How many lines in the records below contain the string "utility"? Case counts. Give only the number.

--- BEGIN Records provided ---

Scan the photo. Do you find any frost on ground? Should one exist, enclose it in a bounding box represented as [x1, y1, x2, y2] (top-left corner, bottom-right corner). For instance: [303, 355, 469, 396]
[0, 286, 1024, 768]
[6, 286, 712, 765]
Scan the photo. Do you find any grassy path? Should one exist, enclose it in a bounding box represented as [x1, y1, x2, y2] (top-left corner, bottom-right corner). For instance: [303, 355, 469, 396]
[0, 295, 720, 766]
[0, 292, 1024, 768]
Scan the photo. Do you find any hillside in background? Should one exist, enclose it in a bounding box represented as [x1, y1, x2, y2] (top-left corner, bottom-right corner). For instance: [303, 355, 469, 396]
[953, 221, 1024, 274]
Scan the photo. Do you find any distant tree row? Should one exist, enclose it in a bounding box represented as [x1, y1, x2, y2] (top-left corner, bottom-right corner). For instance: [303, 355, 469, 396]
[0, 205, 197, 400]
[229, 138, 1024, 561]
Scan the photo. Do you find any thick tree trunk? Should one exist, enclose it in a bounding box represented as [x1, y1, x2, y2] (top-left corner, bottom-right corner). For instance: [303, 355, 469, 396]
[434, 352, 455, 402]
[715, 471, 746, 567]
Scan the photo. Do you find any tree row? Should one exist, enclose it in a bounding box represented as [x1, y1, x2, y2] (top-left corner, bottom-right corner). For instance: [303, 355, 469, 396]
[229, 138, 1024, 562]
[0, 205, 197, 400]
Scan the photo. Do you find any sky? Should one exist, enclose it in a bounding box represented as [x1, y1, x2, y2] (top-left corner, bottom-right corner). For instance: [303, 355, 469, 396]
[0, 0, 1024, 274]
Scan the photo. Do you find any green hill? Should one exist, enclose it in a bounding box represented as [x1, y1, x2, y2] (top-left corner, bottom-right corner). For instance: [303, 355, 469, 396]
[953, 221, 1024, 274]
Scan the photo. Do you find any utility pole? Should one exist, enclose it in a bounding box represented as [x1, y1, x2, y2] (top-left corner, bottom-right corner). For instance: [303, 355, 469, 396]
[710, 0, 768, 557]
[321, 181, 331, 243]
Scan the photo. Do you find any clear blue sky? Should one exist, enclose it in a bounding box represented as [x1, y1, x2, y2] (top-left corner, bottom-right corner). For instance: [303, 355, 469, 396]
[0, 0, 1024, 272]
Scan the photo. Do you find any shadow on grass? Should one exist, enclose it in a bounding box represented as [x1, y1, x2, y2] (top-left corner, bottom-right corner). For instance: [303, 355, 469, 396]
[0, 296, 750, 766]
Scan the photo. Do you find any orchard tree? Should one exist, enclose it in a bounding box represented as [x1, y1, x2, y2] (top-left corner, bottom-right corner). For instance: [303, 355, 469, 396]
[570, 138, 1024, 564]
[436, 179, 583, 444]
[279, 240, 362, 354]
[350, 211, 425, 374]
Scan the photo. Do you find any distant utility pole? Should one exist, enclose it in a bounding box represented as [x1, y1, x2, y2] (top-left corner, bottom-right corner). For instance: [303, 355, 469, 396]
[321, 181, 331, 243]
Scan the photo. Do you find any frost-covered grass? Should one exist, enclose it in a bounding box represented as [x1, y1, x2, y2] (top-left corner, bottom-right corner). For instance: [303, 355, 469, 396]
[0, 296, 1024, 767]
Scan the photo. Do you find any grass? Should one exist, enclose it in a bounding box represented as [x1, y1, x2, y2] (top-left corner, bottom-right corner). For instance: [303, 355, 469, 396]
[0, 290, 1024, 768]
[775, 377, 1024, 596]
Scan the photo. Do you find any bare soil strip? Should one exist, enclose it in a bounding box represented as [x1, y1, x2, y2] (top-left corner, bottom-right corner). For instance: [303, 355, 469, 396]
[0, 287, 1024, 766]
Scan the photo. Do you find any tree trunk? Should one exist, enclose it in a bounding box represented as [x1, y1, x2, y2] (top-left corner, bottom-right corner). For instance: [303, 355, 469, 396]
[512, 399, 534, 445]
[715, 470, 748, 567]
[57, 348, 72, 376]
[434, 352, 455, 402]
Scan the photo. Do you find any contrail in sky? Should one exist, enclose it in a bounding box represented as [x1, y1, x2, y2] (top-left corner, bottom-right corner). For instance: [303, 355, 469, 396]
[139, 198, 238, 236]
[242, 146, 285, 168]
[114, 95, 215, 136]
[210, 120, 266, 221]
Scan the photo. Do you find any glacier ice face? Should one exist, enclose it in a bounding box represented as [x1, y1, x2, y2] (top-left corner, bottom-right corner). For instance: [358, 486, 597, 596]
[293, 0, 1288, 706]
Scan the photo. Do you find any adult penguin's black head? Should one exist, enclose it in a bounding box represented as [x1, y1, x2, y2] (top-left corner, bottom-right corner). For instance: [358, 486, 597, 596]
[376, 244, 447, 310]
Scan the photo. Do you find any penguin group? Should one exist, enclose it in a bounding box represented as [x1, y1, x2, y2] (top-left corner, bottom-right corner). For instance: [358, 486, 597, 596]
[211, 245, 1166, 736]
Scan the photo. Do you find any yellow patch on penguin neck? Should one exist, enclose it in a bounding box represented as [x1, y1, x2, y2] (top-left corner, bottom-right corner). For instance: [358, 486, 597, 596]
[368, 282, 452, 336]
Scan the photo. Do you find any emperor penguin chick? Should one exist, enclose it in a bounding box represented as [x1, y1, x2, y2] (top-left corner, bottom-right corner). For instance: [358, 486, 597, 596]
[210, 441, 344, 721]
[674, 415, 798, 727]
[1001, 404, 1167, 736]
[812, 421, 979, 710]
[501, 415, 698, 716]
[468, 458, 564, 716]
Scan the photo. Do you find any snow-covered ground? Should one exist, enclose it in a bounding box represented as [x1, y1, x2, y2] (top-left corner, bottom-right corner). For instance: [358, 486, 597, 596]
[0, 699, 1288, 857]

--- END Records provided ---

Correct response
2